-- Begin Document section --

On Sun, May 25, 2008 at 01:12:38PM +0200, Justus Winter wrote:
-----BEGIN PGP SIGNED MESSAGE----- Hash: SHA1
Hi :)
I was playing around with Michal Zalewskis html fuzzer 'mangle' trying to crash dillo and succeeded :).
Good. It's no surprise because dillo2 needs a careful review of behaviour when facing strange/malicious values. Obviously this phase was procrastinated until basic functionality was completed. For instance, most probably you'll get to crash dillo2 by passing it some negative values in attributes. The problem of being robust when parsing garbage or malicious code needs a general strategy. I was delighted to read DJB's paper: "Some thoughts on security after ten years of qmail 1.0" (Strongly suggested to everyone!). There're lots of good ideas there, tried and true. It's clear that implementing them all is a huge task, but just a couple of them can make wonders, and reading the paper makes you think in a different way when designing code. For instance, in dlib, I took the simple approach of checking each function's input before processing (not 100% complete, but you get the idea), and it has proven rock solid. The extra time spent on checks doesn't impact performance noticeably, but the simplicity and joy of relying on a strong ADT set is priceless. Another strategy that allowed me to simplify dillo a lot, was to avoid multiple execution paths. With multiple paths, code gets much more complex, and maintenance is even harder, minor changes have side effects to track and testing depends on the path taken. A single path is tested by common use all the time, has only one place to make changes, is simpler to understand/debug/modify, and the simplicity leverage clearly overcomes the possible performace tradeoff. Beautifuly expressed: "The key to performance is elegance, not battalions of special cases." Jon Bentley and Doug McIlroy e.g. The CCC used to have one-branch-per-protocol. When it was switched to a single "universal" branch, CCC code size was reduced importantly, a lot of the complexity vanished, fixing a bug benefited all protocols, there were no multiple paths to track, etc. e.g.2 Memory handling in dillo. The general idea of trying to make each function deallocate what it allocated, made a hell of memory traceback debugging vanish. And the performance impact was unnoticed!
Furthermore I was able to reduce the ~100k page that was triggering a NULL pointer dereferencing to three tags (see the attached page).
Some digging around (html.cc is a monster ^^) revealed that
style_attrs.setBorderColor ( Color::createShaded(HT2LT(html), style_attrs.backgroundColor->getColor()));
in Html_tag_open_table was failing due to the fact that style_attrs.backgroundColor was NULL.
Html_tag_open_select sets the backgroundColor to NULL and this is inherited by the table tag since it's a child of the select tag.
Greping through the code shows that there are at least two other functions that set backgroundColor (and color) to NULL (Html_tag_open_input and Html_tag_open_isindex) and twelve locations calling getColor() on either color or backgroundColor.
I have no idea how to _properly_ fix this issue.
Not me either. I'd check what NULL means. A quick look hints towards a non inherited value: /** * \brief Reset those style attributes to their standard values, which are * not inherited, according to CSS. */ void StyleAttrs::resetValues () A default backgroundColor should be a good place to start. HTH.
Furthermore I'd suggest to break down html.cc into several files. It is about 6000 lines long (-> hard to dig into) and it takes gcc roughly five seconds to compile on my box.
I agree. The hard part is a good choice on what to separate. ;) -- Cheers Jorge.-

-- End Document section --

• [Stated problem 1]: Reproduce the part of the dillo thread starting with "Furthermore I was" and going on through "the select tag.".
• [Stated problem 2]:
Answer these questions from the dillo thread:
(a) To how many tags was the ~100k page reduced?
(b) Roughly how many lines long is html.cc?
(c) Which two other functions also set backgroundColor to NULL?
• [Stated problem 3]:
Decide whether each statement agrees with the dillo thread, and quote the words that settle it:
(a) The input checks in dlib noticeably slow down performance.
(b) Html_tag_open_select sets the backgroundColor to NULL.
(c) Compiling html.cc with gcc takes roughly five seconds on the writer's machine.
The data come from a different source than the text.

-- Begin Record list --

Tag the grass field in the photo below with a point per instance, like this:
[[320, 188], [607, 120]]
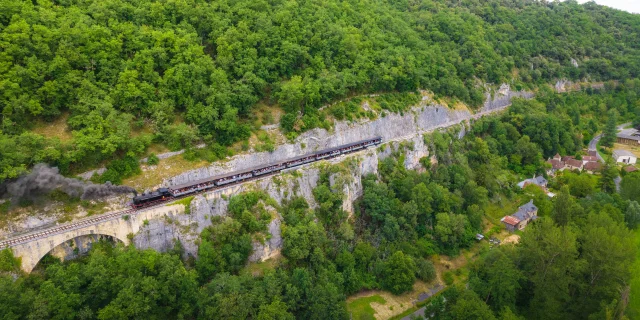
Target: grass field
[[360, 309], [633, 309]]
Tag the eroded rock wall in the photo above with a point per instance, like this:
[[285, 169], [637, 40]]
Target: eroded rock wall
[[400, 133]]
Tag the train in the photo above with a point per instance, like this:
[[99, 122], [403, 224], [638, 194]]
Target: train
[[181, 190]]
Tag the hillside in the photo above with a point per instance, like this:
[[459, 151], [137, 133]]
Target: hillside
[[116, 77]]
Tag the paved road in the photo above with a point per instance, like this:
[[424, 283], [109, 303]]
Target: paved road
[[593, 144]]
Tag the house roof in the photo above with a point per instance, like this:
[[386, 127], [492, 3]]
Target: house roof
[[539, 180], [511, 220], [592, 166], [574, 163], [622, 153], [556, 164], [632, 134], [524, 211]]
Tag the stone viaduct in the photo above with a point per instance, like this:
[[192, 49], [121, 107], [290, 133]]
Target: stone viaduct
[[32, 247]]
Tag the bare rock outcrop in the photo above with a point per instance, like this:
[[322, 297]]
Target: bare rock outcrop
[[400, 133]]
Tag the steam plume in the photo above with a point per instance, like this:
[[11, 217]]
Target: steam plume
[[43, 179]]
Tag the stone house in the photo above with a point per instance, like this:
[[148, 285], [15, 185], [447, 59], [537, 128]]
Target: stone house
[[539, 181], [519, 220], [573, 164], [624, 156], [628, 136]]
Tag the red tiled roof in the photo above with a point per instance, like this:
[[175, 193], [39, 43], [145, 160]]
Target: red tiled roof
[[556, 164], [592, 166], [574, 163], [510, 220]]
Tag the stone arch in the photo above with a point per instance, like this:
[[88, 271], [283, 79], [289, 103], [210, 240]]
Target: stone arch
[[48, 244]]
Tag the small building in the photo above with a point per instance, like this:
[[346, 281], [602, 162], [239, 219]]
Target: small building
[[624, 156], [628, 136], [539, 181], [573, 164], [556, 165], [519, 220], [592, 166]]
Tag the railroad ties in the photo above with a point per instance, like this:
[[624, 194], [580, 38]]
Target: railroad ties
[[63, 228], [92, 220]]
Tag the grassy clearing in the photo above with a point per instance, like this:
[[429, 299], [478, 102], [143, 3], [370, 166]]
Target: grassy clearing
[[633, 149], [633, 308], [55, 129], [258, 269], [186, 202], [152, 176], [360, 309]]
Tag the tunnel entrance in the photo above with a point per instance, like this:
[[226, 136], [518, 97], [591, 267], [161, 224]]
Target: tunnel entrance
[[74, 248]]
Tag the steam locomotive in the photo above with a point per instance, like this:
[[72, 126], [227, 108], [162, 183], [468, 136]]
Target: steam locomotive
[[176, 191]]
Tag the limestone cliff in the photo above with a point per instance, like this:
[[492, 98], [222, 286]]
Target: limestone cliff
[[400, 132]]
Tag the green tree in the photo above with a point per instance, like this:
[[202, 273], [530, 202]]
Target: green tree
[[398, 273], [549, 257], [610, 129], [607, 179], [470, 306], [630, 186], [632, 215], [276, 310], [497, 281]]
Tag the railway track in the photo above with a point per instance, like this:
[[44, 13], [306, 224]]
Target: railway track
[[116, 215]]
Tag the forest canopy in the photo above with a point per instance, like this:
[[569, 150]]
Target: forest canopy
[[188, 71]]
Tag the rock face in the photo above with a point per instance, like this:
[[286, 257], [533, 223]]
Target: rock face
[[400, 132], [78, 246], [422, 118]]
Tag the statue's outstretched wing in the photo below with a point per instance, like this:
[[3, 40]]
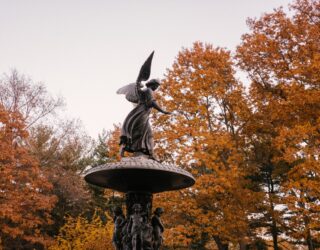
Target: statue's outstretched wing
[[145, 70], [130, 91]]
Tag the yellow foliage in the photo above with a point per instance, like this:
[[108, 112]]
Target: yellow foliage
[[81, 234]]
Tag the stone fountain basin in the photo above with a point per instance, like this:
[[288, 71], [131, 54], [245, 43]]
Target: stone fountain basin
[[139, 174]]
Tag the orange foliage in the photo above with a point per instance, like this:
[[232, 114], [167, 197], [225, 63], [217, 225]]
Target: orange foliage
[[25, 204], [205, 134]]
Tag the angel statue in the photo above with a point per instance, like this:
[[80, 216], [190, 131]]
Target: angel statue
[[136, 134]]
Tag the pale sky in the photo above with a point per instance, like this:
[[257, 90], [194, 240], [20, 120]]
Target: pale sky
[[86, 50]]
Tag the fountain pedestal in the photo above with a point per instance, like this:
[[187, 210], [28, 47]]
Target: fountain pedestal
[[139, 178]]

-- End Record list --
-- Begin Record list --

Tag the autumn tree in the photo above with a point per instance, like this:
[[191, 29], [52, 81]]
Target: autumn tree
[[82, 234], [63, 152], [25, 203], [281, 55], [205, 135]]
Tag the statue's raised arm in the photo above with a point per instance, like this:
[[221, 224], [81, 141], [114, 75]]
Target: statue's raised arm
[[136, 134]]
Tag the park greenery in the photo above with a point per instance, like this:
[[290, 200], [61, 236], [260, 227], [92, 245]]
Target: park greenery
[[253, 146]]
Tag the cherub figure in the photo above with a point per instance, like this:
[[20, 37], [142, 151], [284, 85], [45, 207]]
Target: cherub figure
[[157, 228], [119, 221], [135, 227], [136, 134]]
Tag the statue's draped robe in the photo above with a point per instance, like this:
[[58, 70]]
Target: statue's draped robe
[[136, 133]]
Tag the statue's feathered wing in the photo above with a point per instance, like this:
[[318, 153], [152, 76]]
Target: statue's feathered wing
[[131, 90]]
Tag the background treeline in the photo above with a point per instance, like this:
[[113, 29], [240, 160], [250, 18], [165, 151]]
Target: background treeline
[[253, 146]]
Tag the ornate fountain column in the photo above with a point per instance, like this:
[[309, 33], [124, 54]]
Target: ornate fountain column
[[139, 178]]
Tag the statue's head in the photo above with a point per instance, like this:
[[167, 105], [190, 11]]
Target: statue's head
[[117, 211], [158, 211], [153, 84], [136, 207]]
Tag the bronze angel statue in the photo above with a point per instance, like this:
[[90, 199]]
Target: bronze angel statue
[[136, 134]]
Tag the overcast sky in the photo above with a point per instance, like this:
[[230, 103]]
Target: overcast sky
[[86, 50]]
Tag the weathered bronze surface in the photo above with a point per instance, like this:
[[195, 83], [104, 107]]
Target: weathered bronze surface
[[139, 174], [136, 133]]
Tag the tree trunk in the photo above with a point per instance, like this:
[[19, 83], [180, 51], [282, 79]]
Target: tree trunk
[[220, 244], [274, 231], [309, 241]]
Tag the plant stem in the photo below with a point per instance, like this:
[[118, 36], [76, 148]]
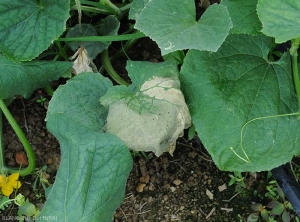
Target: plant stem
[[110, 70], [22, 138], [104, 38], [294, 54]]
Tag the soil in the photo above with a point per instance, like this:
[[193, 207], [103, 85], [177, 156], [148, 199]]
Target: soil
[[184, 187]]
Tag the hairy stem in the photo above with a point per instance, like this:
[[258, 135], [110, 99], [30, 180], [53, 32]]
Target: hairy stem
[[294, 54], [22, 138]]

-- End Record list --

• [Full answer 1]:
Furthermore I was able to reduce the ~100k page that was triggering a NULL pointer dereferencing to three tags (see the attached page).
Some digging around (html.cc is a monster ^^) revealed that
style_attrs.setBorderColor ( Color::createShaded(HT2LT(html), style_attrs.backgroundColor->getColor()));
in Html_tag_open_table was failing due to the fact that style_attrs.backgroundColor was NULL.
Html_tag_open_select sets the backgroundColor to NULL and this is inherited by the table tag since it's a child of the select tag.

• [Full answer 2]:
(a) Three tags.
(b) About 6000 lines.
(c) Html_tag_open_input and Html_tag_open_isindex.

• [Full answer 3]:
(a) No: "The extra time spent on checks doesn't impact performance noticeably"
(b) Yes: "Html_tag_open_select sets the backgroundColor to NULL"
(c) Yes: "it takes gcc roughly five seconds to compile on my box"